▸ **RECORDS PROVIDED**

○ ○ ○

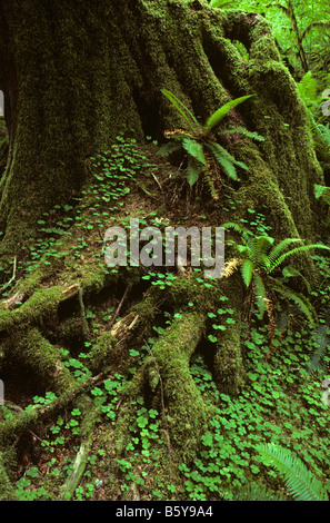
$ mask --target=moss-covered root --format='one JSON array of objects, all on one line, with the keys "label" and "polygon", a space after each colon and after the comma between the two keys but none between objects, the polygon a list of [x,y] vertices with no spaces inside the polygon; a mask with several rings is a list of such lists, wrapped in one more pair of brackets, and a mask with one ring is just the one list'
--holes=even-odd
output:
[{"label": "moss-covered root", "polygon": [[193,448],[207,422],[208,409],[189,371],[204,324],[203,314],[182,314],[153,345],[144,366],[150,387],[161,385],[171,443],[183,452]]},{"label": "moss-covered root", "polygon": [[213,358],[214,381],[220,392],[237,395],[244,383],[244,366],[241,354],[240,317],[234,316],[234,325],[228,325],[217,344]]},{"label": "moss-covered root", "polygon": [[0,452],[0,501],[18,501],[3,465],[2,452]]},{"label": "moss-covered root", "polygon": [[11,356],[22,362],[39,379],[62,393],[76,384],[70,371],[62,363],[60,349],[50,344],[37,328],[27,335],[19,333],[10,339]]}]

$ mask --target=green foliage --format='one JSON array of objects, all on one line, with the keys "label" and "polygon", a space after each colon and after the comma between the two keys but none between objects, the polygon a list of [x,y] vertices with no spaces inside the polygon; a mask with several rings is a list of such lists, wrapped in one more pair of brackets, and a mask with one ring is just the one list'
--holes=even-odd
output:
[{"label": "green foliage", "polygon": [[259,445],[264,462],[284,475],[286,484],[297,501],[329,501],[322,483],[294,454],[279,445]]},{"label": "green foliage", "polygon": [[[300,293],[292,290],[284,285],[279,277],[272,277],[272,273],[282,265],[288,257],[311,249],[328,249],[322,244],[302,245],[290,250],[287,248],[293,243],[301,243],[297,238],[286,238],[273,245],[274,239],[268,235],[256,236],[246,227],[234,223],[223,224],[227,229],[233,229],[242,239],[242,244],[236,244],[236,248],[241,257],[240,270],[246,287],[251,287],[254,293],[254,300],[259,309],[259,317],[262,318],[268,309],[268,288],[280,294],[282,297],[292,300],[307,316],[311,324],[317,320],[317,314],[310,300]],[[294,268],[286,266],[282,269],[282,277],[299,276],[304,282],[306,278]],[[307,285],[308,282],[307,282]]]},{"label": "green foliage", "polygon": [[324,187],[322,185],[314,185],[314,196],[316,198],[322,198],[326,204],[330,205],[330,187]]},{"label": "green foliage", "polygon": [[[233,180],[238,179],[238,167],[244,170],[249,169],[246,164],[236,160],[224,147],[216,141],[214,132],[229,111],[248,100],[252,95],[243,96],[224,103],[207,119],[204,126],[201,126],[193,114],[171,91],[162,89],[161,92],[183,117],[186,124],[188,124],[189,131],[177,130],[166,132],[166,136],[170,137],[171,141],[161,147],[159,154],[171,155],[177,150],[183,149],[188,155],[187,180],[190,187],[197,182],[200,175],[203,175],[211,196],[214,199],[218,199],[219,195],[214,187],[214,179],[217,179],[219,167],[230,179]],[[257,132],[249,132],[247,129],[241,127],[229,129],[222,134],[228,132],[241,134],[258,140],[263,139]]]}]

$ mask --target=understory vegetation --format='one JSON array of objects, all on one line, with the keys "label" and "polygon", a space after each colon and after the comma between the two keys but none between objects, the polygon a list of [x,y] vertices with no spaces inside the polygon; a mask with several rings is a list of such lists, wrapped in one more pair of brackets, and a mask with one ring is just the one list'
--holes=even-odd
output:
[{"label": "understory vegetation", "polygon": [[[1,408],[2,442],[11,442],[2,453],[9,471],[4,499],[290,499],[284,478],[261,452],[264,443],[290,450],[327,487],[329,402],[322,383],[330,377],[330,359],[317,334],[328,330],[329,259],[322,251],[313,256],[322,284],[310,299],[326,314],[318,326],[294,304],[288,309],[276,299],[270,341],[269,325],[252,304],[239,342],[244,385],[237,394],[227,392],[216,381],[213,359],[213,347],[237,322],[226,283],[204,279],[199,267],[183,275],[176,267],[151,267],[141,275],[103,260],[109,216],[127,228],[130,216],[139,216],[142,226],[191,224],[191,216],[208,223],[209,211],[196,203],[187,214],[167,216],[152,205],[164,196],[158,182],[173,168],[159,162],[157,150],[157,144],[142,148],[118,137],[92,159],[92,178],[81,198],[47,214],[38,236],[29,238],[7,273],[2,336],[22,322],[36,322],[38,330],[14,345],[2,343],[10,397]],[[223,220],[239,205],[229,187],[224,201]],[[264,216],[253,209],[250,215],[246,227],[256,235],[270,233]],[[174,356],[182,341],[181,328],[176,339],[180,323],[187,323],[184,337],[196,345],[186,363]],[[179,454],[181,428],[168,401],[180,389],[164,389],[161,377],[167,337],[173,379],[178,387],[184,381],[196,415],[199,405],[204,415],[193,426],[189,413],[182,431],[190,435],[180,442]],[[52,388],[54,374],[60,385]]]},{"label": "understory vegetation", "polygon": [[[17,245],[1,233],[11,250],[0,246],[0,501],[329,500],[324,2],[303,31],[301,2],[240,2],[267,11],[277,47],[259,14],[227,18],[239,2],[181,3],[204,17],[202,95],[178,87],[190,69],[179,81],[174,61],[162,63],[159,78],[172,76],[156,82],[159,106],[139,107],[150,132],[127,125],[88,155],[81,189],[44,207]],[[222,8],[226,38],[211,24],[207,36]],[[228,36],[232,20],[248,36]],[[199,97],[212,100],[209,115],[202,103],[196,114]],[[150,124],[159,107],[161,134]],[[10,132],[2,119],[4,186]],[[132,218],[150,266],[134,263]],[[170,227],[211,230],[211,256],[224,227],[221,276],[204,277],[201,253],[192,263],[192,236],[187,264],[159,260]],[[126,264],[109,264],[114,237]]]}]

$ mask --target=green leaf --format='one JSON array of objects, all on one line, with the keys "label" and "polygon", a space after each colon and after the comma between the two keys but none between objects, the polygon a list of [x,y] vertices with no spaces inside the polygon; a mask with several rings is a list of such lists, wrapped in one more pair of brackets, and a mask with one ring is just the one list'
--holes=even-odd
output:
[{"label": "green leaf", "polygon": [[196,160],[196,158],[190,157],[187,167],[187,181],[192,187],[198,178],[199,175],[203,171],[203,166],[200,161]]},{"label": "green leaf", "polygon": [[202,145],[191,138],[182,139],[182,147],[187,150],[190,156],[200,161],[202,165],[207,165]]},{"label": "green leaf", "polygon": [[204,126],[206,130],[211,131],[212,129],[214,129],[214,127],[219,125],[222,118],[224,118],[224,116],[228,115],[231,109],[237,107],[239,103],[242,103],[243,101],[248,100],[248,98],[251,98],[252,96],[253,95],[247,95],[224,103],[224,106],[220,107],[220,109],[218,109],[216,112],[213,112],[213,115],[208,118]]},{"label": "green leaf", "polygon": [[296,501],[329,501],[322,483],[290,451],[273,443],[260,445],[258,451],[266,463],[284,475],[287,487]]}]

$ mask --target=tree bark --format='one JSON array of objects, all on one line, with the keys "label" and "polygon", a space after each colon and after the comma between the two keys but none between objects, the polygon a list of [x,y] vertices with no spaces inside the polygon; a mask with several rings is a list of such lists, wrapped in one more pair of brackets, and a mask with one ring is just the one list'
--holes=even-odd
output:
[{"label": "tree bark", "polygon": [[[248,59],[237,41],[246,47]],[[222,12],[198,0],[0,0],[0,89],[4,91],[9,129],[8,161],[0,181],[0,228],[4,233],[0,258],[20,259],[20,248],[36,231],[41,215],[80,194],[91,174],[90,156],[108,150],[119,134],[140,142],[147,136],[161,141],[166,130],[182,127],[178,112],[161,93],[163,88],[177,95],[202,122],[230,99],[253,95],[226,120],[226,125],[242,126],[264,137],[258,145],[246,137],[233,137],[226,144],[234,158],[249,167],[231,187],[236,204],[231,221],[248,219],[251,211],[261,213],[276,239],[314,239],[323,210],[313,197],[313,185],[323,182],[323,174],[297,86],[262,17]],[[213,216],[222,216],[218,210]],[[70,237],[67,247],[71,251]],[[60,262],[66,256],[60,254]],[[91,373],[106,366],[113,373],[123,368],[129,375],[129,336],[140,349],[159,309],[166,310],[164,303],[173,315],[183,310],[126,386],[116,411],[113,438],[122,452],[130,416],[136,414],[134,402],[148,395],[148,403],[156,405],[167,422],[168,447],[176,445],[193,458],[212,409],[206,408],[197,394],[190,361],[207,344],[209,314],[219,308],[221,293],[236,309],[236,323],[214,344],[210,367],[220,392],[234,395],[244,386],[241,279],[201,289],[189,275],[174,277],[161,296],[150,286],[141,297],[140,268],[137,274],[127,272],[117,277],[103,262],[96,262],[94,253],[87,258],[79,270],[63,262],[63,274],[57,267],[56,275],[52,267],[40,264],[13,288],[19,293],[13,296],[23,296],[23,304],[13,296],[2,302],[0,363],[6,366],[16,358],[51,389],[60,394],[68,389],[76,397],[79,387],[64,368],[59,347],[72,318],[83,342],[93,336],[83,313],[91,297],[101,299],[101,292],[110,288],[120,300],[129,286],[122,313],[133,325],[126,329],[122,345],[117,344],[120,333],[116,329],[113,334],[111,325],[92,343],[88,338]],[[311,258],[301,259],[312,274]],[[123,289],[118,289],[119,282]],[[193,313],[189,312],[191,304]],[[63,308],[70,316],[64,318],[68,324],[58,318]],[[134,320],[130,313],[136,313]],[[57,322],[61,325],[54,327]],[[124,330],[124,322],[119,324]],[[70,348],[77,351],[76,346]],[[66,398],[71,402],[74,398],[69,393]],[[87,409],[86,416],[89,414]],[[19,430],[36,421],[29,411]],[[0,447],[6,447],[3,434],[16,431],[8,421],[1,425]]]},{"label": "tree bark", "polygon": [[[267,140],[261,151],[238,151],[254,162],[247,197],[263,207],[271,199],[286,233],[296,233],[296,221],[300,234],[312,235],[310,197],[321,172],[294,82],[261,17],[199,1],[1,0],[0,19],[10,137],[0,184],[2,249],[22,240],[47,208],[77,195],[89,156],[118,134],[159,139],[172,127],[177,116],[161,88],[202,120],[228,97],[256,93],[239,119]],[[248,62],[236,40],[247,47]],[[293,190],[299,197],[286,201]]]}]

○ ○ ○

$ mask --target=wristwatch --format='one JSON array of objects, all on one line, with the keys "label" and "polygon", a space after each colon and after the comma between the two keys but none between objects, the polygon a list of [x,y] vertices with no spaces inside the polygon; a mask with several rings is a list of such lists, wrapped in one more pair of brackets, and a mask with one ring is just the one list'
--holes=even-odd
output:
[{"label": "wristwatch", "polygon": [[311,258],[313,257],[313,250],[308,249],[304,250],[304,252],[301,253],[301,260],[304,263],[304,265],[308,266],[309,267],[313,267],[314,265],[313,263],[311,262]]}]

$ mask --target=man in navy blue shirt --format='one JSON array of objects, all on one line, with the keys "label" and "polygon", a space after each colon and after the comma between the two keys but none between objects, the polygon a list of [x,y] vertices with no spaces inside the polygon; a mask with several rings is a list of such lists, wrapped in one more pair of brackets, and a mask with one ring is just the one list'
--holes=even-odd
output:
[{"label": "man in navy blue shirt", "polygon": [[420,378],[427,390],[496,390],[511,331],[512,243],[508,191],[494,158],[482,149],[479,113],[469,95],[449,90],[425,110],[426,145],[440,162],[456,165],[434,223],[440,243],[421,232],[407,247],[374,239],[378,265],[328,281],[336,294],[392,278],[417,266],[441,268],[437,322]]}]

○ ○ ○

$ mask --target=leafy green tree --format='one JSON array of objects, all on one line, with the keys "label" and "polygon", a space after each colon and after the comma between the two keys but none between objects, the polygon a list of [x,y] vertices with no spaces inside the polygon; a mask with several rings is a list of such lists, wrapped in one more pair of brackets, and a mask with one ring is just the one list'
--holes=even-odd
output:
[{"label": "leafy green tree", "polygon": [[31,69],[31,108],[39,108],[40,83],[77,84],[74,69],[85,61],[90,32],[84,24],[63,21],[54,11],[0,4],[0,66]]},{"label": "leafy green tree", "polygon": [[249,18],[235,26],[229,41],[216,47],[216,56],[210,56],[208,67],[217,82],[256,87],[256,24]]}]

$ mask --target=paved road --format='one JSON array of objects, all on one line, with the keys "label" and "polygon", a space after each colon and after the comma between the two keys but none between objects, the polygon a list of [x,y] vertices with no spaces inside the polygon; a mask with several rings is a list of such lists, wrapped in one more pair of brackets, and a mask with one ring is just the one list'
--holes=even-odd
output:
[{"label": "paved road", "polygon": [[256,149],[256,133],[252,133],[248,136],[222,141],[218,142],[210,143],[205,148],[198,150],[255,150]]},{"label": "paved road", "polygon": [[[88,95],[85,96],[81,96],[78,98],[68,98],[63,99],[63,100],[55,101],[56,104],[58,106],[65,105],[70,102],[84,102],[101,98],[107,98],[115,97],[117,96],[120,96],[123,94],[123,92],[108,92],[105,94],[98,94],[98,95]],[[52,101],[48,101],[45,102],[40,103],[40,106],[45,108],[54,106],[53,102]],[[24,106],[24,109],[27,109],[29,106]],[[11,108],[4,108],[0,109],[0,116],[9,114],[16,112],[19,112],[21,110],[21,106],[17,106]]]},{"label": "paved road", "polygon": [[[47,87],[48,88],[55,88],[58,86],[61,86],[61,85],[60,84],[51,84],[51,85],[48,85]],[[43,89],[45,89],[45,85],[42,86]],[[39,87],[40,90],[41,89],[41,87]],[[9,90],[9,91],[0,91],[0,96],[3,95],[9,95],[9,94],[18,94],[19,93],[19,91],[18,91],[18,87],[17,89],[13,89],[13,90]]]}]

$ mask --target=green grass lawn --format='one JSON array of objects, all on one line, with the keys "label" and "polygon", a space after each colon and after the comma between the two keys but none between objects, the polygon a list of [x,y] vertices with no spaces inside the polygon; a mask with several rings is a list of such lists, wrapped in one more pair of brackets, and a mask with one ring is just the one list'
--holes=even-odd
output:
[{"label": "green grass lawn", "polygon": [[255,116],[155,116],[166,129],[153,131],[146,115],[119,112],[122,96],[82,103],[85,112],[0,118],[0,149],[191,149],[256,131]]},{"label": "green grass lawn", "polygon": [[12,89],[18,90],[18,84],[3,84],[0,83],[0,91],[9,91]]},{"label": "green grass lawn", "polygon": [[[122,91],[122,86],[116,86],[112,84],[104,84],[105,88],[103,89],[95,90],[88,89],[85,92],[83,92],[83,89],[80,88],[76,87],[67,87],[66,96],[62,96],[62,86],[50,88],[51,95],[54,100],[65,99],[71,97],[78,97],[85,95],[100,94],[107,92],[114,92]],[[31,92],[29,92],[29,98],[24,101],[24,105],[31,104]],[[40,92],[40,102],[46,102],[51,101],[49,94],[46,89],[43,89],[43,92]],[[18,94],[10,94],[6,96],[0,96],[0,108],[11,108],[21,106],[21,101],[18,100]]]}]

○ ○ ○

▸ **TO DO**
Find every line in the rows above that contains the string "root" and copy each of those lines. Case counts, so a match must have the same uppercase and lowercase letters.

▸ **ANSWER FOR THIS EXERCISE**
$ mask --target=moss-covered root --format='one JSON array of objects, all on one line, with the keys "label" and "polygon", a space after each colon and after the comma between the two keys but none between objects, the polygon a list of [x,y] vertices with no spaces inside the polygon; a mask with several rings is a list of such lists, wrapped in one more pair of brackets, and a mask with one ring is just the one list'
[{"label": "moss-covered root", "polygon": [[193,448],[207,422],[208,409],[189,371],[204,324],[203,314],[182,314],[153,345],[144,366],[150,387],[161,385],[171,443],[183,452]]},{"label": "moss-covered root", "polygon": [[213,358],[214,381],[220,392],[237,395],[244,383],[244,366],[241,354],[240,317],[234,316],[234,325],[228,325],[217,344]]},{"label": "moss-covered root", "polygon": [[0,452],[0,501],[18,501],[3,465],[2,452]]},{"label": "moss-covered root", "polygon": [[11,356],[22,362],[39,379],[62,393],[76,384],[70,371],[62,363],[60,349],[50,344],[37,328],[27,335],[19,333],[10,339]]}]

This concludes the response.